JoostJM commented 4 years ago

Hi @TimZaragori, that's a very good question. The implementation/solution is not very straightforward, as it is more on the interpretation of what constitutes good practice in radiomic feature extraction. While there is something to be said for have more or less comparable bin ranges between patients, stuff like filters tends to make it a more difficult problem.

Even looking at the minimum value will not help, as it is no guarantee that this will also be the minimum intensity in the filter (even in a simple such as "absolute" filter). This is also why PyRadiomics doesn't have this fixed range implemented in the master. What PyRadiomics does do is ensure that the bins are aligned with 0 (I.e. the modulus of the edges will be 0). This enforces at least some similarity in the bins.

What is also important to consider here is that the discretized images are used in features that are less concerned in magnitude of the intensity and more in contrast between (neighboring) voxels. In the latter case it doesn't matter if the same intensities are discretized to different bins between patients, so long as the difference between 2 bins retains the same meaning/contrast (hence why we advise fixed bin width). In fact, many GLCM features are even insensitive to the offset of the discretized gray values (the only change you'll effectively get with the fixed bin range).

Anyway, those are my current views on the subject, though I wholeheartedly agree that this is an interesting topic which should be discussed in length. It may be a good idea to also brach this subject on IBSI's forum on Google groups.

- _Information provided_

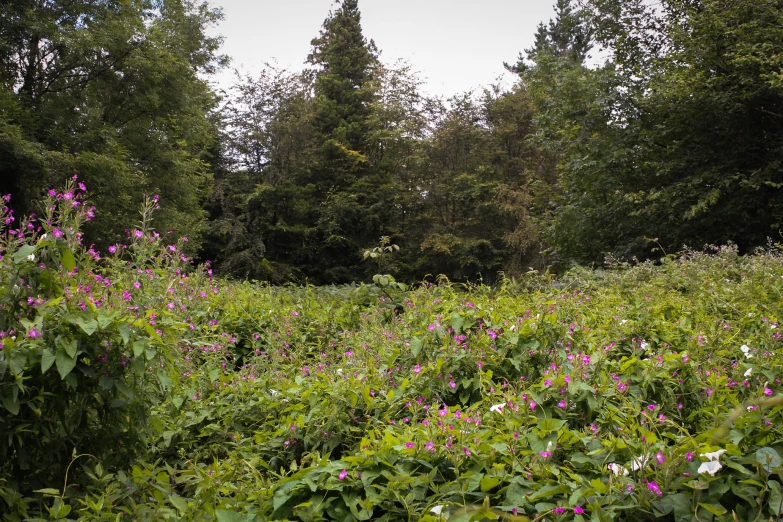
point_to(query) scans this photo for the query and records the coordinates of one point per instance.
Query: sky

- _Exercise set_
**1.** According to the comment on bin ranges, what does PyRadiomics do to keep the bins somewhat similar?
**2.** List every proper name and acronym in the comment on bin ranges, leaving out usernames.

- _Answers for the exercise_
**1.** It ensures that the bins are aligned with 0, so the modulus of the edges is 0.

**2.** PyRadiomics, GLCM, IBSI, Google groups